**Prompt 1:** According to the passage on the gig economy, when did the need for a more flexible and inclusive labor market begin?
**Prompt 2:** Print the stretch of the passage on the gig economy from "The gig economy" through "really worth it?".
*** Extract provided ***
Startup lore is quick to celebrate technological breakthroughs that disrupt traditional structures. But technological progress has always been greeted by resistance–by both employers as well as employees. It is not just the old guards of yesteryear that are suspicious regarding the changes that emerge out of technological ‘progress’. Employees, too, bemoan the job losses that it brings about. In the modern world, we dismiss and dismantle time-tested traditions in the name of technological progress without giving enough preemptive thought to what happens when technology spirals out of control.
From a historical perspective, the need for a flexible and more inclusive labour market started with the end of World War II. Female participation rate in the workforce increased, family sizes shrank and we had more disposable income with which to pursue other activities. Order eventually emerged after a period of disorder.
The gig economy has raised many red flags–particularly with regards to the rights of the labour force. Over the course of the 19th to 20th century, workers demanded–and later received–paid holidays, sick leave, maternity leave, pensions and healthcare. These benefits were largely granted to full-time employees. From the employer’s point of view, they add significantly to the cost of hiring staff. From a cost vs benefits perspective, is changing from a traditional employer to a platform provider really worth it?
*** End of Extract provided ***
*** Dataset content ***
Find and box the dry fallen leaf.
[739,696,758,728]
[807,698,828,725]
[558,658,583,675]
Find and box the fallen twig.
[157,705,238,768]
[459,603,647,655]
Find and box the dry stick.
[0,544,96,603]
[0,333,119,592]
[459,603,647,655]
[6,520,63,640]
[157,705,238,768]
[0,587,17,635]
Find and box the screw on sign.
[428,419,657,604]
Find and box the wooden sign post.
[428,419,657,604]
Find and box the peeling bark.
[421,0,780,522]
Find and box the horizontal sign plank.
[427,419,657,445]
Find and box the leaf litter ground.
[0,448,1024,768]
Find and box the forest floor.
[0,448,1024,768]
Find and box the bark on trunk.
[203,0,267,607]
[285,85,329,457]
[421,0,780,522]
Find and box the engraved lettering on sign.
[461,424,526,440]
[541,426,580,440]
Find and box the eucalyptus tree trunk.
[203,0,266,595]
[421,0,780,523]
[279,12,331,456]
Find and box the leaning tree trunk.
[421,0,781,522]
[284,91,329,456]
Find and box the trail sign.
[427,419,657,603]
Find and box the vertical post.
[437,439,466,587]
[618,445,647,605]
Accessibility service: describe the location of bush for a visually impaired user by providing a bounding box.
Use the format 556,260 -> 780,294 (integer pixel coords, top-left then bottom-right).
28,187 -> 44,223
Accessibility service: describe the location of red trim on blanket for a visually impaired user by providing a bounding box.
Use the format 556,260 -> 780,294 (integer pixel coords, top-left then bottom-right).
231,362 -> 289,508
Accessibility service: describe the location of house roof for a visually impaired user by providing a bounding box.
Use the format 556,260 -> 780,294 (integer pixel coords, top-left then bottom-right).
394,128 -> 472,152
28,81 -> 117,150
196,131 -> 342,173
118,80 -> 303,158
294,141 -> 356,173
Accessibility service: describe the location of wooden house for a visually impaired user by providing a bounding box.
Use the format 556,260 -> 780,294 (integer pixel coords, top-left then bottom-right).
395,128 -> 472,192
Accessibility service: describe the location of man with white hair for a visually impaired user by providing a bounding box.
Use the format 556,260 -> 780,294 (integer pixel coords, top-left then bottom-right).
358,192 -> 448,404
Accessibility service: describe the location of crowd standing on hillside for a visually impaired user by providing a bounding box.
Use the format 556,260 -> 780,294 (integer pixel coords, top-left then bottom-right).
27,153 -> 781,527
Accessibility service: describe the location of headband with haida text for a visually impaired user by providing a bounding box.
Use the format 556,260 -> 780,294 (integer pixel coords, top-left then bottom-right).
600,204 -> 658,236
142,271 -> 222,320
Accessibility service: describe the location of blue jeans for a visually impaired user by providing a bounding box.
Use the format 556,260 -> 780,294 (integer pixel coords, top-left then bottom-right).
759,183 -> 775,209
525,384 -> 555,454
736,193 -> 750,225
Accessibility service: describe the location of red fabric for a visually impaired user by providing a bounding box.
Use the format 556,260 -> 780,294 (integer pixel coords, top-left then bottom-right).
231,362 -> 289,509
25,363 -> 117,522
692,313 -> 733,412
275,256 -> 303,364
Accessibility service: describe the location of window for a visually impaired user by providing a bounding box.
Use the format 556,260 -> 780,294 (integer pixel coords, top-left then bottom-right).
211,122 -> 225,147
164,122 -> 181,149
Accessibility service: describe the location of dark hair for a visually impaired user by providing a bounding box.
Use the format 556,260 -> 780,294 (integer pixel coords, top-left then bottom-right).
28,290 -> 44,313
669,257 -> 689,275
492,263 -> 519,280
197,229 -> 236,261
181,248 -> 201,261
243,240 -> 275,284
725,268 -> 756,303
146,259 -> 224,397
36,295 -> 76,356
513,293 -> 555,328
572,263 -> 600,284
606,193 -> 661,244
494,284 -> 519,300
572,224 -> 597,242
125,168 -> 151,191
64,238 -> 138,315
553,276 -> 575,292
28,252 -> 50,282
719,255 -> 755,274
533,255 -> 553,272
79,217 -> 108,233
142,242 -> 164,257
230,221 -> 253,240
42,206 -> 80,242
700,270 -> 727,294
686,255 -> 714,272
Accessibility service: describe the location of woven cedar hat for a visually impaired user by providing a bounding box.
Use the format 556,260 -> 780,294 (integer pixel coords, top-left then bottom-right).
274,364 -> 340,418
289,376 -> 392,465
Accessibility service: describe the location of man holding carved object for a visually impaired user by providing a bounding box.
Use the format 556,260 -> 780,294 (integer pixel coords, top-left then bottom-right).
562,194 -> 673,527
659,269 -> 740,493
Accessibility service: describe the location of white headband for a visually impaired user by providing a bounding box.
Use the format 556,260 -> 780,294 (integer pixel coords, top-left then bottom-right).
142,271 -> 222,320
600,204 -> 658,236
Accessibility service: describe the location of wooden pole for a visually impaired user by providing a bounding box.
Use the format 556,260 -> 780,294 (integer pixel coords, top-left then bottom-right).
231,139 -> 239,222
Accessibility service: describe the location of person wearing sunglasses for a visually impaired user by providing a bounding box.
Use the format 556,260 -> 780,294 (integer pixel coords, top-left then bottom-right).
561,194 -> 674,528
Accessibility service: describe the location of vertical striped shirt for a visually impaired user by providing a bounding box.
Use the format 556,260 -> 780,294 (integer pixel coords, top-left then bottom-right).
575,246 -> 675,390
*** End of Dataset content ***
**Expected output 1:** It began with the end of World War II.

**Expected output 2:**
The gig economy has raised many red flags–particularly with regards to the rights of the labour force. Over the course of the 19th to 20th century, workers demanded–and later received–paid holidays, sick leave, maternity leave, pensions and healthcare. These benefits were largely granted to full-time employees. From the employer’s point of view, they add significantly to the cost of hiring staff. From a cost vs benefits perspective, is changing from a traditional employer to a platform provider really worth it?